▶ [WHAT THE EXERCISE ASKS]: Rewrite the data below, starting at the line that contains "of the coat" and ending with the last line of the data. Replace every occurrence of "coat collar" with "shirt collar" and leave everything else unchanged.

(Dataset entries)
----
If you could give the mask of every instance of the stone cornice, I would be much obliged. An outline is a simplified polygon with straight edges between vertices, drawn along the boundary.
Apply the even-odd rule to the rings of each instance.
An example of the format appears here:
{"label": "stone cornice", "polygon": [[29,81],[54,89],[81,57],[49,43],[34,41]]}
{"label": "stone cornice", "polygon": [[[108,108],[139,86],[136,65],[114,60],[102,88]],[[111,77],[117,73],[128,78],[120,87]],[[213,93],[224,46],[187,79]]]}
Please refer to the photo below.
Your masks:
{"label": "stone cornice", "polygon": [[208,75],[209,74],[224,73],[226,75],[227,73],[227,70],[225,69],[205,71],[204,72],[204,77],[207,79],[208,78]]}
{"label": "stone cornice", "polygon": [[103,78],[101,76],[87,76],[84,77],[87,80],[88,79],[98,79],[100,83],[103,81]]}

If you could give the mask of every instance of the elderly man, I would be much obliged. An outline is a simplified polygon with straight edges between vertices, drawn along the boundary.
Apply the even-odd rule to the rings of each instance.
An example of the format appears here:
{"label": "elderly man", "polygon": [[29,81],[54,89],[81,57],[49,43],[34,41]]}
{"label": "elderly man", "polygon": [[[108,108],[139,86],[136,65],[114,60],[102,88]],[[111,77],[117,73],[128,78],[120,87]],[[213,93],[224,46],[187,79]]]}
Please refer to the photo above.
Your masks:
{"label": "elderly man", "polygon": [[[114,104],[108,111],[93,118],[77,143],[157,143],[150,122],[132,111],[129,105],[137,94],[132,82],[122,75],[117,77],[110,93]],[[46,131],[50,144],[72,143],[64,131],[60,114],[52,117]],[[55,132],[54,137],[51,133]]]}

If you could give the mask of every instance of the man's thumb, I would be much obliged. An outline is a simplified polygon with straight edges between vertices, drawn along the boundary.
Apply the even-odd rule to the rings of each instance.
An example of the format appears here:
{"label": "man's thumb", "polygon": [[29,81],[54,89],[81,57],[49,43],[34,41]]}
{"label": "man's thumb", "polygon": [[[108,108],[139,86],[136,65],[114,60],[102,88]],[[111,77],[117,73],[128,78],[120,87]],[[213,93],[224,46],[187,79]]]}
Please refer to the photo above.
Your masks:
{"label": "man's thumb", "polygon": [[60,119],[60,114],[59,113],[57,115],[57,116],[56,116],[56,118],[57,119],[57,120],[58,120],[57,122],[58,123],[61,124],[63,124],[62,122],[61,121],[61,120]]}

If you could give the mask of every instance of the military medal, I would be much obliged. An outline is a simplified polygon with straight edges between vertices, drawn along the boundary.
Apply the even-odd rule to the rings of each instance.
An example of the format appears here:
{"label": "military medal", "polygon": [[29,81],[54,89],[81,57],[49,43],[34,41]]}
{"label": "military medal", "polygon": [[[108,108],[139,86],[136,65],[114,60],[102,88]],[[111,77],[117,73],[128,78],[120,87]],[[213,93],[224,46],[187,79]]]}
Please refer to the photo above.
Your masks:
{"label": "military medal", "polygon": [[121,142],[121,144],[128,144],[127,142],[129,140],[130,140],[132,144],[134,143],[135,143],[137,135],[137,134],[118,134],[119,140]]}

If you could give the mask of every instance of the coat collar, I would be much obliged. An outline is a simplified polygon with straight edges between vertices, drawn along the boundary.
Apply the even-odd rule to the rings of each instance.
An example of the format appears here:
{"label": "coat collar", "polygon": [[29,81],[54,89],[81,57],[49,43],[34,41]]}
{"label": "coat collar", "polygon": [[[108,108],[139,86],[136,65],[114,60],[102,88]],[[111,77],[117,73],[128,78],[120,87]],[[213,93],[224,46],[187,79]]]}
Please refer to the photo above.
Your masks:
----
▶ [SOLUTION FOR THIS TASK]:
If you could give the mask of every instance of the shirt collar, I would be much obliged. An outline is a simplified polygon with straight edges between vertices, drawn along the boundary.
Apply the even-odd rule to the rings of each instance.
An example of the format appears here:
{"label": "shirt collar", "polygon": [[29,81],[54,89],[81,57],[49,43],[34,41]]}
{"label": "shirt collar", "polygon": [[[108,108],[139,86],[136,65],[114,60],[102,88]],[[111,77],[117,73],[128,78],[120,87]],[[213,93],[224,46],[187,79]]]}
Please refer to the photo above.
Your masks:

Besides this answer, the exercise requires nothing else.